* begin Extracted material *
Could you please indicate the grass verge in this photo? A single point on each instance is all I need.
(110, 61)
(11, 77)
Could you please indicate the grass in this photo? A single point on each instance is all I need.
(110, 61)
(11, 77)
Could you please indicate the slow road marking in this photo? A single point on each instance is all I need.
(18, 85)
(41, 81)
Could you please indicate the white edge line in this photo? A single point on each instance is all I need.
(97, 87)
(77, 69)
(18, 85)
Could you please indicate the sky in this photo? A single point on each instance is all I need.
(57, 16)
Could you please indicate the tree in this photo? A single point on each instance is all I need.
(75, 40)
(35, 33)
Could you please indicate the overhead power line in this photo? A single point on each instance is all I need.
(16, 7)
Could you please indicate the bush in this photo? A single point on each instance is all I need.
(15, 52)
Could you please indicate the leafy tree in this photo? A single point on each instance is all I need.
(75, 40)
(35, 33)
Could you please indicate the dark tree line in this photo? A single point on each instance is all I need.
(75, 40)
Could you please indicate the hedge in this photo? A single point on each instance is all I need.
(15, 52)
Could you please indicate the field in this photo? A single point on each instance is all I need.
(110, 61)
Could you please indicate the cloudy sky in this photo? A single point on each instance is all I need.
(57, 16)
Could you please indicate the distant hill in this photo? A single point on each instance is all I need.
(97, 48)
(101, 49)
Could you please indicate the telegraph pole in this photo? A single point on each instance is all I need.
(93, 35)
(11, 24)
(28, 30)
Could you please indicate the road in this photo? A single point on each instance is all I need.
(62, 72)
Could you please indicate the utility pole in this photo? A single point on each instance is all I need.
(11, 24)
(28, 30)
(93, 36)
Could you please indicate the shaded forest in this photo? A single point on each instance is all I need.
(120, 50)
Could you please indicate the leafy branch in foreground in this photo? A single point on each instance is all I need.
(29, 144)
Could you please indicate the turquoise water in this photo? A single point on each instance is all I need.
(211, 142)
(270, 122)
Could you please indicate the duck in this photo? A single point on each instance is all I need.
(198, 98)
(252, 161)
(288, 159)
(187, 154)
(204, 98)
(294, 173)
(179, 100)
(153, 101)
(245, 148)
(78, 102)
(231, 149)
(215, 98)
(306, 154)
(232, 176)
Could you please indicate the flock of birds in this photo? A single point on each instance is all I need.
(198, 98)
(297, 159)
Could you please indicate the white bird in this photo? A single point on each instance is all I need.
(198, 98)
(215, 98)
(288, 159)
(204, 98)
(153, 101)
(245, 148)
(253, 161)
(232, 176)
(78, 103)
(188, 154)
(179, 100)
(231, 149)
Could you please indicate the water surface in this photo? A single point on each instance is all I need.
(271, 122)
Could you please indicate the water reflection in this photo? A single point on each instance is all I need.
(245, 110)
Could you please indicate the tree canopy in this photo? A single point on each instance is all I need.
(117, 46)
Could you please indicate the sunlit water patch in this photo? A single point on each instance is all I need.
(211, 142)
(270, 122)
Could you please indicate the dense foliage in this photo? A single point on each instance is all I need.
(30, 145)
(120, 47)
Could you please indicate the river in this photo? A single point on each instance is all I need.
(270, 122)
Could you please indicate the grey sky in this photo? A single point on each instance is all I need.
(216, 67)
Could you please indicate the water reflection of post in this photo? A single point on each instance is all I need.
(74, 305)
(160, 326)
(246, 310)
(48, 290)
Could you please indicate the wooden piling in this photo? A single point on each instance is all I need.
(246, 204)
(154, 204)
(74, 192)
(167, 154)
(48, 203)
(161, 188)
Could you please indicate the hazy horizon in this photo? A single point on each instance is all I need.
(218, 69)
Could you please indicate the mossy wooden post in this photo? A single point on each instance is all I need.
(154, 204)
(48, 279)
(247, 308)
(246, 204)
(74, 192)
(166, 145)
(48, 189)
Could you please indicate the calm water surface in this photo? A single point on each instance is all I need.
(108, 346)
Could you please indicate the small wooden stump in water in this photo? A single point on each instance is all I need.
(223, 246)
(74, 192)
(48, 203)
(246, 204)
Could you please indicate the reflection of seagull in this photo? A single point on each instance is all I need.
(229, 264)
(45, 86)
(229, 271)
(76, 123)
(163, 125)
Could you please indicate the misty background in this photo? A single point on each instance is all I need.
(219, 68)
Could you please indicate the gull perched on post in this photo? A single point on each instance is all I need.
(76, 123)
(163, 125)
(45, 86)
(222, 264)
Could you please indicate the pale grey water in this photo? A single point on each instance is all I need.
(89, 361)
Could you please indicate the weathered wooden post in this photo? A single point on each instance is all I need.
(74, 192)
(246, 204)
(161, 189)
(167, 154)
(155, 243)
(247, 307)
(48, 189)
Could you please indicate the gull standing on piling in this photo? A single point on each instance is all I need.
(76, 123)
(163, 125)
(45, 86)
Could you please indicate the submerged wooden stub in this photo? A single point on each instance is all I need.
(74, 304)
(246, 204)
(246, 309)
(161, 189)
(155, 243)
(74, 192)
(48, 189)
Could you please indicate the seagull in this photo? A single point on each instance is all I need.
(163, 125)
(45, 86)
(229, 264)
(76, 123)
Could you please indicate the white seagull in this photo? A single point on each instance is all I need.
* end Extracted material *
:: Task to carry out ::
From the records above, extract everything verbatim.

:: Task answer ::
Could you please indicate the grass verge in this photo? A single point on each instance is all I need.
(110, 61)
(11, 77)
Could you please indicate the grass in this photo? A single point on each instance is all I need.
(110, 61)
(11, 77)
Could you please indicate the slow road marking in this photo? A single point on each instance is all I need.
(18, 85)
(41, 81)
Could you please indicate the white edge line in this photo? A single point on each instance is all I need.
(97, 87)
(77, 69)
(18, 85)
Could you please indicate the sky in this photo? A single point on each instance is all I need.
(57, 16)
Could you please indicate the tree in this photo? A single point on each instance is all I need.
(75, 40)
(35, 33)
Could you please indicate the overhead power line in this photo? A single point on each instance is all I need.
(16, 7)
Could you please indicate the bush in this photo? A single point on each instance is all I need.
(15, 52)
Could you please indicate the leafy tree in this photo? A single point on each instance is all I need.
(75, 40)
(35, 33)
Could you please indicate the dark tree line in this photo? A single point on each instance is all I need.
(75, 40)
Could you please indicate the hedge in this photo? A single point on each instance is all I need.
(15, 52)
Could you please indicate the field in this photo? A single point on each instance is all I need.
(110, 61)
Could you please indicate the cloudy sky in this photo? A single point on each instance is all I need.
(57, 16)
Could you please indicate the distant hill in this photo? A single point on each instance is all I need.
(97, 48)
(101, 49)
Could you please indicate the telegraph pole in this photo? A single point on each instance is all I need.
(93, 35)
(11, 24)
(28, 30)
Could you please indicate the road in this photo? A single point on each instance is all I need.
(62, 72)
Could you please indicate the utility pole in this photo? A single point on each instance is all I need.
(11, 24)
(28, 30)
(93, 36)
Could you please indicate the shaded forest in this photo? A single point on each instance is all I need.
(120, 50)
Could you please indicate the leafy branch in foreground in this photo? A single point on each instance is all I need.
(29, 144)
Could you please indicate the turquoise water in this photo? A single point on each instance is all I need.
(211, 142)
(270, 122)
Could you please indicate the duck in this photo? A single point on each instance is all I need.
(198, 98)
(252, 161)
(288, 159)
(187, 154)
(204, 98)
(294, 173)
(179, 100)
(153, 101)
(245, 148)
(78, 102)
(231, 149)
(215, 98)
(306, 154)
(232, 176)
Could you please indicate the flock of birds in this photo? A single point on each instance is all I need.
(198, 98)
(297, 159)
Could you please indicate the white bird in this photo? A single point on each instance is all I need.
(198, 98)
(215, 98)
(288, 159)
(204, 98)
(153, 101)
(245, 148)
(253, 161)
(232, 176)
(78, 103)
(188, 154)
(179, 100)
(231, 149)
Could you please indicate the water surface in this photo? A single point on each instance is all I need.
(271, 122)
Could you please indicate the water reflection in this photo? A single point on each instance is all I need.
(245, 110)
Could you please indicate the tree canopy in this photo? A single point on each instance is all I need.
(117, 46)
Could you please indicate the sunlit water patch in this photo? A single point on each instance is all I need.
(211, 142)
(270, 122)
Could you please indicate the dense foliage in this photo? A single point on each instance is all I need.
(30, 145)
(120, 47)
Could you please indicate the river in this photo? A single point on each instance is all I need.
(270, 122)
Could you please indicate the grey sky in this photo? A single point on each instance is all I need.
(216, 67)
Could you please indicate the water reflection of post in this photo? A single point on each instance is all I need.
(74, 305)
(160, 326)
(246, 310)
(48, 290)
Could you please indicate the wooden piling in this photo? A single point on each instance is all I need.
(246, 204)
(154, 204)
(74, 192)
(167, 154)
(48, 203)
(161, 188)
Could you please indicate the hazy horizon in this photo? A single point on each instance is all I need.
(218, 69)
Could you please indicate the mossy wooden post in this photo? A single point on each instance is all I need.
(154, 204)
(48, 279)
(247, 308)
(246, 204)
(74, 192)
(166, 145)
(48, 189)
Could you please indicate the calm water surface in this photo? A single point on each instance is all I need.
(108, 346)
Could you please indicate the small wooden stump in water in this photo? A single point on each instance is all I need.
(223, 246)
(74, 192)
(48, 203)
(246, 204)
Could you please indicate the reflection of seagull in this photo? A single point on each instance is all I need.
(229, 264)
(45, 86)
(229, 271)
(76, 123)
(163, 125)
Could you please indicate the misty background in this photo? A single point on each instance is all I need.
(219, 68)
Could you please indicate the gull perched on post in this photo? A single point on each instance is all I need.
(76, 123)
(163, 125)
(45, 86)
(222, 264)
Could you please indicate the pale grey water in this photo? A single point on each instance is all I need.
(89, 361)
Could you please indicate the weathered wooden post in this photo? A single point on each instance is all I need.
(74, 192)
(246, 204)
(161, 189)
(167, 154)
(155, 243)
(247, 307)
(48, 189)
Could you please indicate the gull standing on piling in this photo? A single point on each instance is all I need.
(76, 123)
(163, 125)
(45, 86)
Could you please indicate the submerged wooden stub in this photo? A single point on each instance is all I need.
(74, 304)
(246, 204)
(246, 309)
(161, 189)
(155, 243)
(74, 192)
(48, 189)
Could you please indicate the seagull in this photo? A single point on each instance is all I need.
(163, 125)
(45, 86)
(229, 264)
(76, 123)
Could you please indicate the white seagull in this photo? A single point on each instance is all I need.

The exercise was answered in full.